Natural-language object grounding data:
----
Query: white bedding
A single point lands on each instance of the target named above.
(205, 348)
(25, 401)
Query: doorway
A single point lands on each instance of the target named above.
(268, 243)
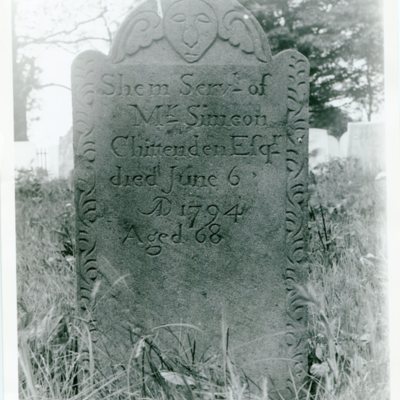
----
INSTRUCTIONS TO FOLLOW: Print each record exactly as it stands, omitting the pictures.

OUTPUT OF THE EXERCISE:
Query: white bedding
A single point lands on each instance of the target named above.
(205, 348)
(25, 401)
Query: doorway
A single point lands on each instance of the target named above.
(268, 243)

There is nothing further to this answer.